§ Extrait du document
● ● ●
Mais commençons par cette révélation !
Un jour, j'ai réalisé l'ascension du pic d’Ori qui culmine à 2017 mètres d'altitude.
Cette montagne d’Euzkadi est considérée comme notre mont Sinaï ou notre Djebel Moussa pour rester neutre dans ces dérisoires combats de l'irraisonné !
Parvenu au sommet, j’ai croisé un berger qui était assis sur le rocher qui se trouve à côté de la colonne qui indique le point culminant de l'Ori.
J'avais envie de lui chanter un psaume du style : « Tu es mon berger ô Seigneur …» mais avant que je me lance, la nuit est tombée en instantanée.
Puis le voile noir fut déchiré par un éclair style Zorro suivi d'un horrible fracas. J'étais pris dans un orage d’une violence inouïe.
Le berger s’était alors volatilisé pour laisser la place à des abeilles agressives qui volaient au-dessus de ma tête et cliquetaient en frappant la roche comme des lucioles déjantées !
J'ai cru que j'allais être foudroyé ! Alors comme un Aguirre tout à sa colère de Dieu, j'ai chargé le sac à dos et fui cet enfer dantesque en prenant le risque de basculer dans le vide ou de glisser car je n'y voyais toujours rien. Mais comme je n'avais pas le choix, j'ai abordé prudemment la descente, traversé en "chaussons" la brèche effilée d’Alupiña toujours sous des trombes d'eau avant de plonger dans la descente infernale du Zazpigaina.

L'orage ayant enfin fini par m'ignorer, je suis arrivé sain et sauf aux Kayolars d’Ibarondoa. Un véritable miracle !
Ce jour-là, j’ai décidé de plus jamais mettre ma vie en danger en haute montagne, préférant privilégier la randonnée harmoniste reclusienne, ce qui ne veut pas dire que je n'irai plus marcher dans les Pyrénées. Non, mais je ne veux plus me faire peur en me retrouvant dans des situations où tu ne maîtrises plus rien.
Et de randonnée en randonnée, la poésie a tué la dimension physique depuis ce fameux miracle où j’avais confondu le berger avec ma bonne étoile !
Finalement le seul berger envoyé par les étoiles qui guidait mes inconnues, fut Max Demau, l'ancien d'Ici Ondres !!!
Cet encyclopédiste du méconnu, je l'avais croisé à Paris dans l'ancien repaire relooké de mes camarades Tatave et Roland.
Max m'avait de suite impressionné par sa capacité à concentrer autant de qualités humaines.
Mais là où il m'avait soufflé c'est lorsqu'il m'avait fait découvrir les poètes de l'irrationnel ou du décalé comme Antonin Artaud par exemple que même ma sœur Fafou connaissait parfaitement alors qu'avant la sortie des Chroniques Rouge & Noir où sa photo était en première page, je n'en avais jamais entendu parlé.
Et lorsque j'ai retrouvé l'étoile hébergée en Seine et Marne, voilà ce qu'il m'avait annoncé :
"Marc, la lecture de L'évolution, la révolution et l'idéal anarchique, d'Élisée Reclus fut une révélation."
Quand je vous dis que c'est un mec bien Max. Et puis il est libre Max, la preuve :
" Je suis tombé dessus par hasard, dans une librairie du côté de la gare du Nord. J'ai été bluffé par la limpidité des idées et de leur mise en forme. Du grand style et un hymne à la Vie avec un grand V.
● ● ●
§ Consigne
Reprenez le récit de l'orage au pic d'Ori et de la rencontre avec Max Demau à la suite de sa dernière phrase, en poursuivant dans le même ton.

§ Matériel fourni
● ● ●
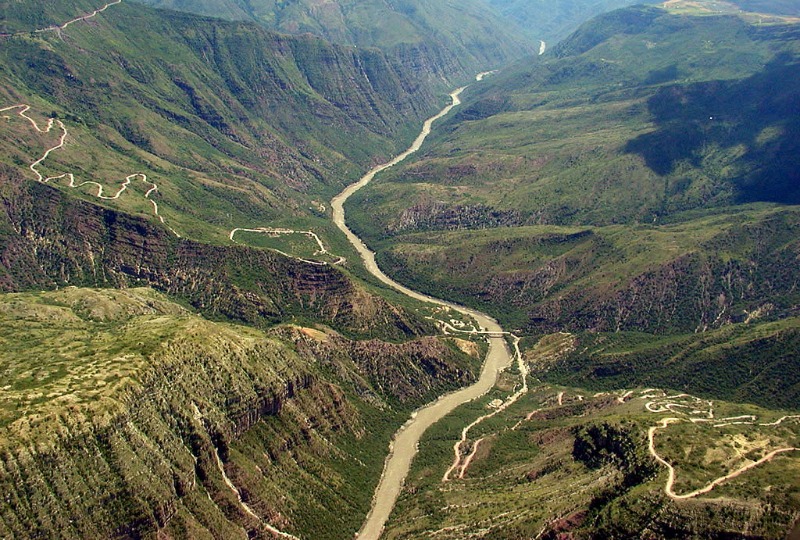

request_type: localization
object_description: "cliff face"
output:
● ● ●
§ Réponse
[...] Et puis, bien sûr, d'autres livres de ce géopoéticien, cet intellectuel nomade écossais dont je te rebats les oreilles depuis quelques mails. Bref, un Kenneth White, un Élisée Reclus…"
Cet inconnu Kenneth White, je l'avais mis de côté pour l'étudier à tête reposée car je sais que Max ne s'intéresse qu'à du lourd dans des matières considérées comme inintéressantes par les fameuses cordées réactionnaires au possible de Charlotte, qui cherchent par tous les moyens y compris la guerre à retarder la baisse tendancielle inexorable du taux de profit.
Et un podcast d'une nuit rêvée avec Kenneth White sur France Culture plus tard m'a permis de retrouver son cadeau !

Comme personne ne m'attend pour la rentrée littéraire (j'en ai eu encore la preuve en regardant les livres sélectionnés dans la très belle librairie de Nay), j'ai décidé de suspendre la publication de mes prochains billets annonciateurs du dernier livre de la saga des Laruna, car cet écossais comme un petit pois venait de bouleverser mon ordonnancement prioritaire déstructuré y compris en randonnée.
Et j'allais profiter d'une première géopoétique révélée en Béarn pour m’expliquer cette incroyable découverte.
Départ de Salies dans une brume déjà automnale. Étonnant ce paysage anticonformiste après les dernières vagues de chaleur.
Mais avant de me pencher sur le texte de Kenneth White comme j'avais toute la journée randonneuse devant moi puisque les petits-créolisés étudiaient leurs racines basques chez Fanchon, en compagnie de Blanche leur grand-mère "herriko" vert et rouge, je réfléchissais à cet évident jeu des différences.
D'un côté, la randonnée harmoniste reclusienne englobe tous les points classiques d'expression corporelle que développe un groupe d'individus.
Une banale troupe de théâtre ambulant improvisant des jeux de rôle tout au long du parcours.
De l'autre, l'individu marche seul même au sein de ce même groupe.
Il m'est arrivé de marcher avec des Mangeurs de vent mais reconnaissons-le, le plus souvent avec des Laboureurs (comme la bande du Trinquet et leurs attachés greffés).
Facile mon allusion à Boris Cyrulnik, car je viens de finir ce matin son livre Le laboureur et les mangeurs de vent que Jean Pierre m'avait conseillé.
Alors la géopoétique marchée qu'es aco ?
Une nouvelle lubie ? Que nenni !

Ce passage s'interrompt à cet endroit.